EXTRACT:
[Start of Attachment]

From 9b29b64eb1bb75733b499dc431660183b1a27278 Mon Sep 17 00:00:00 2001
From: Wojciech-Rebisz <Wojciech.Rebisz@ibm.com>
Date: Wed, 11 Sep 2024 10:41:50 +0200
Subject: [PATCH] Add stream option to _agenerate

---
 libs/ibm/langchain_ibm/llms.py                | 18 +++++++++++++-----
 libs/ibm/tests/integration_tests/test_llms.py | 10 ++++++++++
 2 files changed, 23 insertions(+), 5 deletions(-)

diff --git a/libs/ibm/langchain_ibm/llms.py b/libs/ibm/langchain_ibm/llms.py
index 78a967e..5486157 100644
--- a/libs/ibm/langchain_ibm/llms.py
+++ b/libs/ibm/langchain_ibm/llms.py
@@ -471,17 +471,25 @@ async def _agenerate(
         prompts: List[str],
         stop: Optional[List[str]] = None,
         run_manager: Optional[AsyncCallbackManagerForLLMRun] = None,
+        stream: Optional[bool] = None,
         **kwargs: Any,
     ) -> LLMResult:
         """Async run the LLM on the given prompt and input."""
         params, kwargs = self._get_chat_params(stop=stop, **kwargs)
         params = self._validate_chat_params(params)
-        responses = [
-            await self.watsonx_model.agenerate(prompt=prompt, params=params, **kwargs)

[End of Attachment]

TO DO:
Answer these questions about the patch:
(a) What email address is the patch sent from?
(b) How many files does the patch change, and how many insertions and deletions does it make?
(c) What parameter does the patch add to `_agenerate`, and what is its default value?
The listing that follows is separate material and has no connection to the patch.

DATASET RECORDS:
[Start of Attachment]

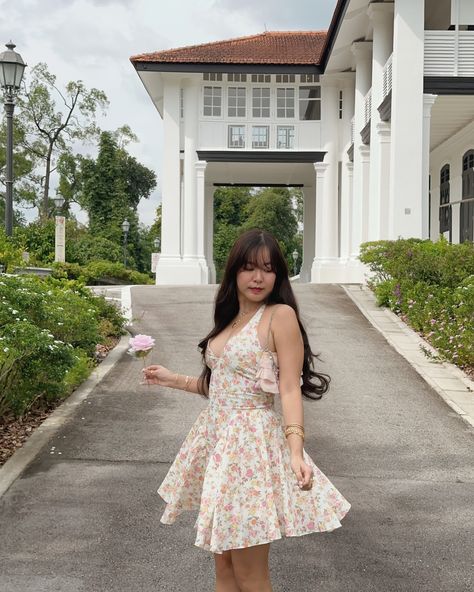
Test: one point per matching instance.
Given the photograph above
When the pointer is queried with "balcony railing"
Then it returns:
(367, 107)
(449, 53)
(387, 77)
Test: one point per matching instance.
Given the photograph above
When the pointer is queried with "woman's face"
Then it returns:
(255, 281)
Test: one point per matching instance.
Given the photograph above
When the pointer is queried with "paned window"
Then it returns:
(310, 102)
(212, 76)
(285, 102)
(236, 77)
(261, 77)
(444, 197)
(212, 101)
(260, 135)
(309, 78)
(260, 102)
(236, 101)
(236, 136)
(285, 137)
(285, 78)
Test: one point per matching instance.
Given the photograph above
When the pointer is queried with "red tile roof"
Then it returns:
(271, 47)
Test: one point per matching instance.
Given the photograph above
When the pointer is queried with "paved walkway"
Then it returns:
(84, 516)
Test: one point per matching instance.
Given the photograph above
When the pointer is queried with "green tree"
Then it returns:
(48, 130)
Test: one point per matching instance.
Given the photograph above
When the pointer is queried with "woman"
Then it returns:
(243, 465)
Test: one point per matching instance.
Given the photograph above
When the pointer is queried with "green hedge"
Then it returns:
(98, 272)
(49, 330)
(431, 285)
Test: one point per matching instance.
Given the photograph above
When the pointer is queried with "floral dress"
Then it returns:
(234, 465)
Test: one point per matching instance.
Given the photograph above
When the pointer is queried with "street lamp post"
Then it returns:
(12, 67)
(125, 229)
(295, 259)
(60, 231)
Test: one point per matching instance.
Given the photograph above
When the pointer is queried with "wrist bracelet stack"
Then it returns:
(294, 428)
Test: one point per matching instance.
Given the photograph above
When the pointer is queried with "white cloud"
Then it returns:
(92, 40)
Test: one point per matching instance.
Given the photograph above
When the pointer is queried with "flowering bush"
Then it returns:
(431, 286)
(49, 330)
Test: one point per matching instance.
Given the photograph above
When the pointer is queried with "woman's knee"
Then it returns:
(223, 564)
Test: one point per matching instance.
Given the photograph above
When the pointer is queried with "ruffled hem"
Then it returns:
(235, 470)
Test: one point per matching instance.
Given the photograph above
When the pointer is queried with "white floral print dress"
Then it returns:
(234, 465)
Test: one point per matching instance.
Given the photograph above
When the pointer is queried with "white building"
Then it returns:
(374, 119)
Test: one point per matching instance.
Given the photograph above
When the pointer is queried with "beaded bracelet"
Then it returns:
(294, 430)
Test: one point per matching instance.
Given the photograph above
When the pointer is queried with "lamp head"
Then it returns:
(12, 67)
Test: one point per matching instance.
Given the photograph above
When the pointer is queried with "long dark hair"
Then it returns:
(247, 249)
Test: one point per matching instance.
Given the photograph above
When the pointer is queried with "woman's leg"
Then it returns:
(225, 580)
(251, 568)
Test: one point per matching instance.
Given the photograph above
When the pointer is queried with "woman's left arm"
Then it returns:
(290, 350)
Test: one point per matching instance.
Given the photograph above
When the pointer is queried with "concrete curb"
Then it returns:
(452, 384)
(22, 457)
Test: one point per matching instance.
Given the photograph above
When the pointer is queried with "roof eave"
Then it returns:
(198, 67)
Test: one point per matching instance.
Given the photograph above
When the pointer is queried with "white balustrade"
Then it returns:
(387, 77)
(367, 107)
(449, 53)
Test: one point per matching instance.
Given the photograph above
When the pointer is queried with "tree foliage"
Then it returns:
(50, 120)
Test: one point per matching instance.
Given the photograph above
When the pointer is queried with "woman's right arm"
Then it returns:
(161, 376)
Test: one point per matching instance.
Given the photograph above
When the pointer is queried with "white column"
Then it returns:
(383, 184)
(309, 219)
(364, 187)
(209, 228)
(406, 156)
(428, 102)
(201, 204)
(326, 261)
(362, 51)
(346, 209)
(170, 259)
(381, 15)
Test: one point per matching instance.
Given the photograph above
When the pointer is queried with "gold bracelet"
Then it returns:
(294, 430)
(186, 383)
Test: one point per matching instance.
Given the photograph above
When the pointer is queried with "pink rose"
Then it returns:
(141, 345)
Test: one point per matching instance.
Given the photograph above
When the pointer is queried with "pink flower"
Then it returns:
(141, 345)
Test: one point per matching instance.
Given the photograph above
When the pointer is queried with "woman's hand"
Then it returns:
(303, 472)
(160, 375)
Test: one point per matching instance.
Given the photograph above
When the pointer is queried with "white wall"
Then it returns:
(449, 152)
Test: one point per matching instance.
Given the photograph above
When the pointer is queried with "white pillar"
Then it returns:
(383, 184)
(201, 204)
(209, 228)
(381, 15)
(309, 219)
(346, 209)
(406, 157)
(167, 271)
(191, 266)
(364, 186)
(362, 51)
(325, 266)
(428, 102)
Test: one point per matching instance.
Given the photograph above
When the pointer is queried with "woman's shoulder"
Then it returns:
(282, 312)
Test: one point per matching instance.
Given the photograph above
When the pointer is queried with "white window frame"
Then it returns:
(316, 100)
(288, 91)
(236, 144)
(213, 104)
(289, 143)
(260, 99)
(241, 93)
(257, 144)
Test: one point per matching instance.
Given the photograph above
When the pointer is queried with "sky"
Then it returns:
(92, 41)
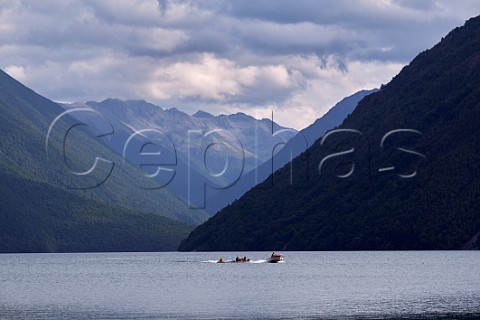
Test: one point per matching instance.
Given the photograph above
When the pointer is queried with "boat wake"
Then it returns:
(240, 262)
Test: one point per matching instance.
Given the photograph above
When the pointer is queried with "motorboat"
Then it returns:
(274, 258)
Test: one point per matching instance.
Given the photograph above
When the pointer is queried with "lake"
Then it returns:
(307, 285)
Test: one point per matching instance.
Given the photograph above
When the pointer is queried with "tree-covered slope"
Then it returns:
(437, 98)
(36, 217)
(25, 119)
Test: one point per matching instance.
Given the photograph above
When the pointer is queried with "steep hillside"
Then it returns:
(406, 189)
(25, 118)
(243, 142)
(293, 148)
(36, 217)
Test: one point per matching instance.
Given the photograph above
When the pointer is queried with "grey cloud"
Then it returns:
(90, 50)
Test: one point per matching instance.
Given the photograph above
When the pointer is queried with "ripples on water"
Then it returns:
(308, 285)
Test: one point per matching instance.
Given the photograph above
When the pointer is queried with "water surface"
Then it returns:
(308, 285)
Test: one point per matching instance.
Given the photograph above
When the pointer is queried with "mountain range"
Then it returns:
(401, 172)
(202, 149)
(294, 147)
(49, 204)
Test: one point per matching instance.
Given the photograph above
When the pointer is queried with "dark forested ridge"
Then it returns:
(38, 212)
(36, 217)
(437, 97)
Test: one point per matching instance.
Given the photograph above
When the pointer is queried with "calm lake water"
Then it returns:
(308, 285)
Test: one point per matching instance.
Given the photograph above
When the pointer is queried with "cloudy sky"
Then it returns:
(296, 58)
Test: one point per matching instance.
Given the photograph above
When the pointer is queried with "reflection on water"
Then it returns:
(308, 285)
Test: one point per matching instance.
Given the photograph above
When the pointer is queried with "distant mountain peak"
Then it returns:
(202, 114)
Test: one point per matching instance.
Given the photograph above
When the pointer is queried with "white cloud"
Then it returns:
(297, 58)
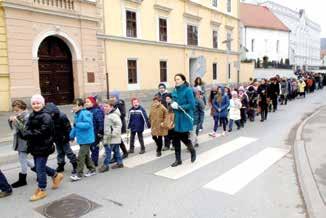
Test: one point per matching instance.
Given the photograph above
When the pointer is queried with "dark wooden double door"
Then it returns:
(55, 68)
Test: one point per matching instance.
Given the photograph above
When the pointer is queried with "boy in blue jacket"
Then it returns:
(136, 123)
(83, 131)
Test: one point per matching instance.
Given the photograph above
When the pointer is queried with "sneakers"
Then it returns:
(38, 195)
(104, 169)
(90, 173)
(116, 166)
(57, 180)
(5, 194)
(75, 178)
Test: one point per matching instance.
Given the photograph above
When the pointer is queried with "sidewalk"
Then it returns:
(310, 155)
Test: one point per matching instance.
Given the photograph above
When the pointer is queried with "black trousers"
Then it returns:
(140, 138)
(159, 142)
(177, 139)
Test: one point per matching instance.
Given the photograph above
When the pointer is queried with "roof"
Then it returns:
(260, 17)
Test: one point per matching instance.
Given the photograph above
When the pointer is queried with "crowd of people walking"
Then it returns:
(176, 117)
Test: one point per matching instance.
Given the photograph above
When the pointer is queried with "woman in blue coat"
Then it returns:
(220, 105)
(183, 106)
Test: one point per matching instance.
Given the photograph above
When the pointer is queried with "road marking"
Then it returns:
(235, 179)
(151, 156)
(205, 158)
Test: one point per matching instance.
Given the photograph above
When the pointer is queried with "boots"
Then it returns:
(21, 181)
(61, 167)
(38, 195)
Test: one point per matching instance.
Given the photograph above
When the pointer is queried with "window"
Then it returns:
(215, 39)
(163, 30)
(131, 24)
(229, 6)
(228, 41)
(192, 35)
(214, 3)
(214, 71)
(163, 71)
(132, 72)
(252, 45)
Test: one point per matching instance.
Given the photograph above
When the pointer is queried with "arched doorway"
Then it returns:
(55, 68)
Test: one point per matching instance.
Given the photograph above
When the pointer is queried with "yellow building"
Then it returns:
(148, 42)
(4, 73)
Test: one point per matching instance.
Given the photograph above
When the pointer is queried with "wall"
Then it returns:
(261, 48)
(4, 75)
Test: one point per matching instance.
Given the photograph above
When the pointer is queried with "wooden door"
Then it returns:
(55, 68)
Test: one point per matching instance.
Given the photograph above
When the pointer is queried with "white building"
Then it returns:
(304, 37)
(263, 34)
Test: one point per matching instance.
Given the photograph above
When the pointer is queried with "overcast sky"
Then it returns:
(315, 10)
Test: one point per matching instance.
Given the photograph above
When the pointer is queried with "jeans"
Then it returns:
(159, 142)
(4, 185)
(62, 151)
(237, 122)
(116, 153)
(218, 119)
(84, 158)
(140, 138)
(24, 162)
(177, 139)
(95, 152)
(42, 171)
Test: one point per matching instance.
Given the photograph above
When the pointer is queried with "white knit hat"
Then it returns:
(37, 98)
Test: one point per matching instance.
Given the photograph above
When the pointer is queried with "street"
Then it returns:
(249, 173)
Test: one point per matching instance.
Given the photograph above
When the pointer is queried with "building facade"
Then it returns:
(304, 37)
(52, 50)
(148, 42)
(263, 34)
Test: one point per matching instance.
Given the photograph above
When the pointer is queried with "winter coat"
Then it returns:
(122, 109)
(112, 128)
(184, 96)
(98, 120)
(221, 108)
(61, 124)
(162, 97)
(235, 106)
(301, 86)
(83, 128)
(39, 134)
(199, 110)
(19, 144)
(138, 119)
(284, 87)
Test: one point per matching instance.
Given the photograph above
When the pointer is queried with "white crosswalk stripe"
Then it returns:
(151, 156)
(205, 158)
(235, 179)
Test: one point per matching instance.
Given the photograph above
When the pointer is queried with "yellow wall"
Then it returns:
(148, 51)
(4, 73)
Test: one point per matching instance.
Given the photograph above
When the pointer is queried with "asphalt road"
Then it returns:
(246, 174)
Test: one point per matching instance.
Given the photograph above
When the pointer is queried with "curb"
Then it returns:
(312, 198)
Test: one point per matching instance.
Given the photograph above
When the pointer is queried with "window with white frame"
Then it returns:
(214, 3)
(192, 35)
(215, 39)
(229, 6)
(132, 72)
(131, 24)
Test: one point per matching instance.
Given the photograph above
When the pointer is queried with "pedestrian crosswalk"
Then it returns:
(231, 182)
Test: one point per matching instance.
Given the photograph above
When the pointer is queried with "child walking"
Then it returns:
(17, 123)
(40, 143)
(158, 117)
(137, 121)
(235, 111)
(112, 135)
(83, 131)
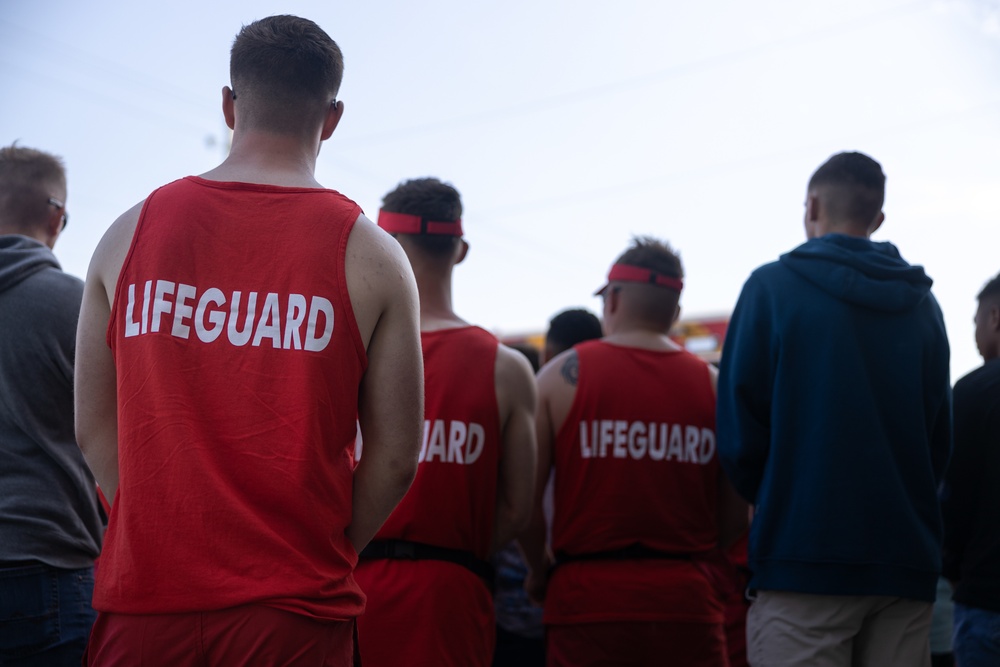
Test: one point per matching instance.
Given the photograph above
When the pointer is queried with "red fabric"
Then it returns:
(432, 612)
(636, 274)
(235, 439)
(636, 644)
(404, 223)
(616, 485)
(250, 636)
(424, 613)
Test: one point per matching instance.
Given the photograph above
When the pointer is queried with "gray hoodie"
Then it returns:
(49, 510)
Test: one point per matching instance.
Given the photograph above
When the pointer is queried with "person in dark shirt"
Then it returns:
(971, 496)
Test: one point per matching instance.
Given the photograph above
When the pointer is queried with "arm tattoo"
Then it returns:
(571, 368)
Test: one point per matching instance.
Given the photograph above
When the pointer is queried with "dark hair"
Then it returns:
(990, 290)
(649, 253)
(27, 179)
(286, 70)
(433, 201)
(857, 187)
(530, 352)
(573, 326)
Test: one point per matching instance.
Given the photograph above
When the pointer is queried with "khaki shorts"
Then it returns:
(785, 629)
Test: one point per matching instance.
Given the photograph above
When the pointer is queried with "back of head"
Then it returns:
(648, 301)
(570, 327)
(28, 179)
(285, 73)
(988, 320)
(990, 292)
(852, 188)
(431, 200)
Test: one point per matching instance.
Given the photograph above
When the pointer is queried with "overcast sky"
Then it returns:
(568, 127)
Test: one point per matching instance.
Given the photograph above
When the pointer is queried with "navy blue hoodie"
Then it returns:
(834, 420)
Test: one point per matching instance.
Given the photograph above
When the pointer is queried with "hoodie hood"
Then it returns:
(21, 257)
(858, 271)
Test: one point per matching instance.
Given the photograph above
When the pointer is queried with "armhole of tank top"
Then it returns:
(113, 317)
(345, 295)
(573, 405)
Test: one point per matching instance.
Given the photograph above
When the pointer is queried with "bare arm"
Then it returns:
(391, 398)
(556, 389)
(733, 512)
(96, 388)
(515, 388)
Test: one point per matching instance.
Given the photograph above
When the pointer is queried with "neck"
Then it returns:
(434, 287)
(634, 334)
(271, 159)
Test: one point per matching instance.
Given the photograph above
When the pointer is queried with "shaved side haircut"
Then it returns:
(572, 326)
(852, 187)
(990, 291)
(285, 72)
(28, 177)
(434, 201)
(654, 303)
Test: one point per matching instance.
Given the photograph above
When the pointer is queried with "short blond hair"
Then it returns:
(28, 177)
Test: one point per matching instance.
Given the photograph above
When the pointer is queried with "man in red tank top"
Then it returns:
(236, 328)
(627, 423)
(427, 574)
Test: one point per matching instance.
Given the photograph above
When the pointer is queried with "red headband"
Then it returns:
(626, 273)
(403, 223)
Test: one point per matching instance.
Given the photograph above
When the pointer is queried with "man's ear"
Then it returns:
(463, 251)
(332, 119)
(227, 107)
(876, 223)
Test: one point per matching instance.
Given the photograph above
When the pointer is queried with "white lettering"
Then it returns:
(131, 326)
(182, 311)
(637, 440)
(475, 444)
(177, 307)
(707, 445)
(620, 439)
(145, 305)
(675, 448)
(437, 447)
(160, 305)
(237, 337)
(269, 325)
(607, 437)
(319, 305)
(456, 439)
(604, 438)
(293, 322)
(216, 317)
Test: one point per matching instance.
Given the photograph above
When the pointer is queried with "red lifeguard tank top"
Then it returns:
(635, 463)
(238, 362)
(452, 502)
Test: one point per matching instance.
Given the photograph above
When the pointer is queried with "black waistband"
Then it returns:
(16, 564)
(406, 550)
(631, 552)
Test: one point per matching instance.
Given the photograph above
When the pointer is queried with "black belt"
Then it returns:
(406, 550)
(631, 552)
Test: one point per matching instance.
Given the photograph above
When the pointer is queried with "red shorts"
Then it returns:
(636, 644)
(247, 635)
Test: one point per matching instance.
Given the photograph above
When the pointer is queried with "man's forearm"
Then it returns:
(376, 494)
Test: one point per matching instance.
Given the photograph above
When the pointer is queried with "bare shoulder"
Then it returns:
(562, 371)
(379, 277)
(513, 373)
(109, 256)
(713, 377)
(374, 255)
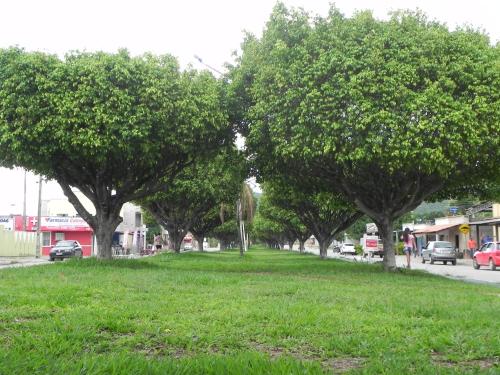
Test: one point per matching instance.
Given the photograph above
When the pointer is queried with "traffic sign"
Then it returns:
(464, 228)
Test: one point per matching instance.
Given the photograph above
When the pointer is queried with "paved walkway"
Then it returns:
(11, 262)
(462, 271)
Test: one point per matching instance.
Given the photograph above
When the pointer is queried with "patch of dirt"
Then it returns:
(483, 363)
(337, 365)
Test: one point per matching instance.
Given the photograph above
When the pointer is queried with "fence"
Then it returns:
(17, 244)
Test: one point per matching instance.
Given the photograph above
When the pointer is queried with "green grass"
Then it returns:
(269, 312)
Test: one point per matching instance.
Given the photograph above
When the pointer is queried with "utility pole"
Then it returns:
(208, 66)
(39, 217)
(24, 203)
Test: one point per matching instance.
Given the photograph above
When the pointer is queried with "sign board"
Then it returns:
(464, 228)
(6, 222)
(478, 208)
(57, 224)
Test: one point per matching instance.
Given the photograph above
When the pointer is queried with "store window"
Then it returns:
(45, 238)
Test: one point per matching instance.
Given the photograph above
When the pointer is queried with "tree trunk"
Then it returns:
(104, 229)
(176, 240)
(301, 246)
(323, 247)
(200, 239)
(385, 229)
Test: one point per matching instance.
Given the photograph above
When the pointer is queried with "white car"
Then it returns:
(347, 248)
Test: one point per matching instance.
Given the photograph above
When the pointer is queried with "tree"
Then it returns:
(385, 112)
(324, 214)
(291, 227)
(193, 196)
(116, 127)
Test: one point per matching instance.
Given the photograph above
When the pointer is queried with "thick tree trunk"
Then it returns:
(385, 229)
(301, 246)
(104, 229)
(200, 239)
(175, 240)
(323, 247)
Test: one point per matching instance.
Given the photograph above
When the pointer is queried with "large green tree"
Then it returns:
(385, 112)
(116, 127)
(190, 200)
(324, 214)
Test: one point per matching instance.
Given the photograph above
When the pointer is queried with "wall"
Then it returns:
(14, 244)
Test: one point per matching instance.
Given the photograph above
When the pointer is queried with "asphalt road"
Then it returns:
(462, 271)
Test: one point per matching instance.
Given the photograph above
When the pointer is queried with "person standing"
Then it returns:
(472, 246)
(409, 244)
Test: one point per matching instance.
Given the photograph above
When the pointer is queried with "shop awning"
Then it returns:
(435, 228)
(490, 221)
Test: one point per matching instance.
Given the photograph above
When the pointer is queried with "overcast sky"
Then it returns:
(209, 29)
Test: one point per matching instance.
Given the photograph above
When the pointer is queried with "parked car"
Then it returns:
(487, 255)
(66, 249)
(441, 251)
(347, 248)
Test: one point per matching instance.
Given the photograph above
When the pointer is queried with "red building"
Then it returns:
(57, 228)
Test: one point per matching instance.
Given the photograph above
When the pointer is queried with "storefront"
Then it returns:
(57, 228)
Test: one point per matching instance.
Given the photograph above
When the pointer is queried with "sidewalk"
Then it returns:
(10, 262)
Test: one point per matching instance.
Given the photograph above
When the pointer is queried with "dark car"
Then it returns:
(441, 251)
(66, 249)
(488, 255)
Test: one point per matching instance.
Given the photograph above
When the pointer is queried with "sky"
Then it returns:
(212, 30)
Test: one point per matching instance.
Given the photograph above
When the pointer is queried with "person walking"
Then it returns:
(472, 246)
(409, 244)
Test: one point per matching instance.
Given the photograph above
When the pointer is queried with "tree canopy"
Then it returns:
(385, 112)
(114, 126)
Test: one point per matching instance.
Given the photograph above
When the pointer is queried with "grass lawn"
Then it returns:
(269, 312)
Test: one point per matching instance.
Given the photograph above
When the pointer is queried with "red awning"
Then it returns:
(435, 228)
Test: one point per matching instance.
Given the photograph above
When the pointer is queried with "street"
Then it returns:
(462, 271)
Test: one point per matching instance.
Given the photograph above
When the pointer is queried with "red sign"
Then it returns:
(54, 224)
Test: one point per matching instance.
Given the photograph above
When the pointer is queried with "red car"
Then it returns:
(488, 255)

[End of Attachment]

TASK RESULT:
(a) Wojciech.Rebisz@ibm.com
(b) 2 files, with 23 insertions and 5 deletions
(c) `stream`, typed `Optional[bool]`, with a default of `None`